### [GIVEN INFORMATION]
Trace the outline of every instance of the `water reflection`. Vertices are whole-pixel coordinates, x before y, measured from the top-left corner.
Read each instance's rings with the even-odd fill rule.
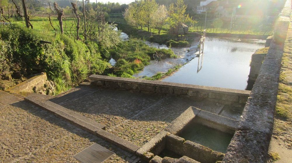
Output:
[[[250,68],[251,55],[264,47],[264,40],[248,39],[241,41],[208,37],[204,54],[204,66],[196,57],[172,76],[163,81],[244,90]],[[236,49],[236,50],[235,50]],[[200,69],[198,73],[194,71]]]

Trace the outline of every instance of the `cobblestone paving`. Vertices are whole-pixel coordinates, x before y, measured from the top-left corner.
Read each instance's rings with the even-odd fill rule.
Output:
[[[140,146],[190,106],[213,112],[219,107],[215,103],[182,97],[89,86],[78,88],[52,100],[101,123],[106,125],[107,131]],[[87,94],[84,93],[86,91]],[[81,92],[84,92],[83,95],[74,97],[74,94],[80,94]],[[72,99],[68,100],[70,97]]]
[[[74,154],[96,142],[116,154],[105,162],[136,156],[26,102],[0,106],[0,162],[79,162]]]

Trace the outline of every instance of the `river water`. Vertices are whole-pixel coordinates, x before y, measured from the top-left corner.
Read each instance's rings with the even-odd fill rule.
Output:
[[[123,32],[121,37],[123,40],[128,39],[128,35]],[[133,76],[151,77],[159,72],[165,72],[176,65],[185,64],[172,76],[162,81],[245,89],[251,55],[257,49],[265,47],[265,40],[250,39],[238,41],[229,38],[207,37],[204,54],[199,57],[195,54],[199,38],[198,40],[189,47],[171,48],[178,58],[168,58],[159,61],[151,61],[143,70]],[[145,43],[157,48],[168,48],[165,45],[147,41]]]

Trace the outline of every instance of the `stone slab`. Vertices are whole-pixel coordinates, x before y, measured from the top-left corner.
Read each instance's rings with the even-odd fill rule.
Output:
[[[137,150],[136,154],[143,157],[144,153],[151,152],[155,155],[158,155],[165,148],[165,137],[168,134],[168,132],[166,131],[161,131]],[[156,149],[154,149],[154,148]]]
[[[9,93],[8,93],[4,92],[3,91],[0,90],[0,97],[5,96],[8,95],[9,95]]]
[[[20,98],[11,94],[0,97],[0,103],[4,105],[11,104],[21,100]]]
[[[266,163],[270,138],[270,135],[251,130],[237,131],[222,162]]]
[[[271,133],[278,84],[258,79],[248,100],[237,129]]]
[[[5,91],[9,93],[18,93],[22,91],[32,92],[33,92],[32,88],[34,86],[39,83],[41,83],[43,85],[47,79],[46,74],[45,73],[42,72],[10,88]]]
[[[91,119],[85,117],[72,110],[64,107],[49,101],[45,101],[44,102],[50,106],[53,106],[60,110],[72,115],[78,119],[85,121],[87,123],[91,124],[94,126],[96,126],[102,129],[103,130],[105,130],[105,125],[103,125],[100,123],[95,121]]]
[[[119,137],[107,132],[101,129],[98,129],[95,133],[96,136],[114,144],[122,149],[135,154],[140,147]]]
[[[30,96],[26,97],[25,99],[42,108],[53,112],[55,115],[66,120],[75,125],[93,134],[101,137],[103,139],[112,143],[121,148],[132,153],[135,153],[136,151],[140,147],[128,141],[107,132],[97,126],[87,123],[86,121],[87,120],[88,120],[90,122],[91,122],[92,121],[90,119],[89,119],[88,118],[81,115],[77,116],[79,117],[80,117],[80,116],[82,116],[83,117],[82,118],[83,119],[85,120],[85,121],[73,116],[70,114],[72,113],[71,111],[68,111],[67,109],[61,106],[58,107],[57,106],[58,105],[52,104],[53,102],[42,102],[40,100],[35,99],[34,97]],[[52,105],[54,105],[55,107],[52,106]],[[58,109],[58,108],[60,109]],[[74,114],[76,115],[75,114]],[[103,125],[103,126],[104,127]]]
[[[195,118],[201,111],[200,109],[192,107],[187,109],[179,116],[174,120],[165,129],[171,133],[176,135]]]
[[[238,125],[238,121],[204,110],[201,110],[197,116],[212,122],[222,125],[234,130]]]

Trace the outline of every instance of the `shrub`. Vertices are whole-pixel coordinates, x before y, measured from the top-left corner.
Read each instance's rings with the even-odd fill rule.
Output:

### [EXERCISE AIM]
Set down the material above as is, without any pictures.

### [THE REPLY]
Trace the outline of every instance of the `water reflection`. Vertices are whole-pixel coordinates, x before y, measured from the top-left corner.
Read each instance's rings with the even-odd fill rule.
Output:
[[[250,68],[251,55],[264,47],[264,40],[248,39],[241,41],[208,37],[204,54],[204,66],[196,57],[172,76],[163,81],[244,90]],[[236,49],[236,50],[235,50]],[[200,69],[198,73],[194,71]]]

Trace the outline of every instance of the `cobblestone paving`. Vertices are whole-pixel coordinates, x before y, measured from the top-left corner.
Read each instance's rings with the even-odd fill rule.
Output:
[[[140,146],[190,106],[213,112],[219,107],[215,103],[182,97],[89,86],[78,88],[52,100],[101,123],[106,125],[107,131]],[[87,94],[84,93],[86,91]],[[81,92],[84,92],[83,95],[74,97],[74,94],[80,94]],[[72,99],[68,100],[70,97]]]
[[[74,154],[96,142],[116,154],[105,162],[136,156],[26,102],[0,106],[0,162],[79,162]]]

Trace the outline of every instance of the `river water`. Vertices are whole-pixel coordinates, x before y, measured from the top-left corner.
Read each instance's rings with the even-odd fill rule.
Output:
[[[123,32],[121,37],[123,40],[128,39],[128,35]],[[133,76],[151,77],[159,72],[165,72],[176,65],[185,64],[172,76],[162,81],[245,89],[251,55],[257,49],[265,47],[265,40],[250,39],[238,41],[229,38],[207,37],[204,54],[199,57],[195,54],[199,38],[198,40],[189,47],[171,48],[178,58],[168,58],[159,61],[151,61],[143,70]],[[145,43],[157,48],[168,48],[165,45],[147,41]]]

Trace the outline of every instance of the `stone slab`. Vertices are whole-pixel coordinates, x before y, measured from the top-left corner.
Read each instance's rings with the even-odd fill rule.
Output:
[[[137,150],[136,154],[143,157],[144,153],[151,152],[155,155],[158,155],[165,148],[165,137],[168,134],[168,132],[166,131],[161,131]],[[156,149],[154,149],[154,148]]]
[[[9,93],[8,93],[4,92],[3,91],[0,90],[0,97],[5,96],[8,95],[9,95]]]
[[[20,98],[11,94],[0,97],[0,103],[4,105],[11,104],[21,100]]]
[[[266,163],[270,138],[270,135],[251,130],[237,131],[222,162]]]
[[[271,133],[278,84],[258,79],[248,100],[237,129]]]
[[[5,91],[9,93],[18,93],[22,91],[32,92],[33,92],[32,88],[34,86],[39,83],[41,83],[43,85],[47,79],[46,74],[45,73],[42,72],[10,88]]]
[[[91,119],[85,117],[72,110],[64,107],[49,101],[45,101],[44,102],[50,106],[53,106],[60,110],[72,115],[78,119],[85,121],[87,123],[91,124],[94,126],[96,126],[102,129],[103,130],[105,130],[105,125],[103,125],[100,123],[95,121]]]
[[[119,137],[107,132],[101,129],[98,129],[95,133],[96,136],[114,144],[122,149],[135,154],[140,147]]]
[[[30,96],[26,97],[25,99],[42,108],[53,112],[55,115],[66,120],[75,125],[93,134],[101,137],[103,139],[112,143],[121,148],[132,153],[135,153],[136,151],[140,147],[128,141],[107,132],[97,126],[87,123],[86,121],[87,120],[88,120],[90,122],[91,122],[92,121],[90,119],[89,119],[88,118],[81,115],[77,116],[79,117],[80,117],[80,116],[82,116],[83,117],[82,118],[83,119],[85,120],[85,121],[73,116],[70,114],[72,113],[71,111],[68,111],[67,109],[61,106],[58,107],[57,106],[58,105],[52,104],[53,102],[42,102],[40,100],[35,99],[34,97]],[[52,105],[54,105],[55,107],[52,106]],[[58,109],[58,108],[60,109]],[[74,114],[76,115],[75,114]],[[103,125],[103,126],[104,127]]]
[[[195,118],[201,111],[200,109],[192,107],[187,109],[179,116],[174,120],[165,129],[171,133],[176,135]]]
[[[238,125],[238,121],[204,110],[201,110],[197,116],[212,122],[222,125],[234,130]]]

Trace the outline of every instance of the `shrub`. Vertices are whole-pixel coordinates, x before y, measured from the top-left corner.
Read each instance's rings with the even-odd fill rule.
Output:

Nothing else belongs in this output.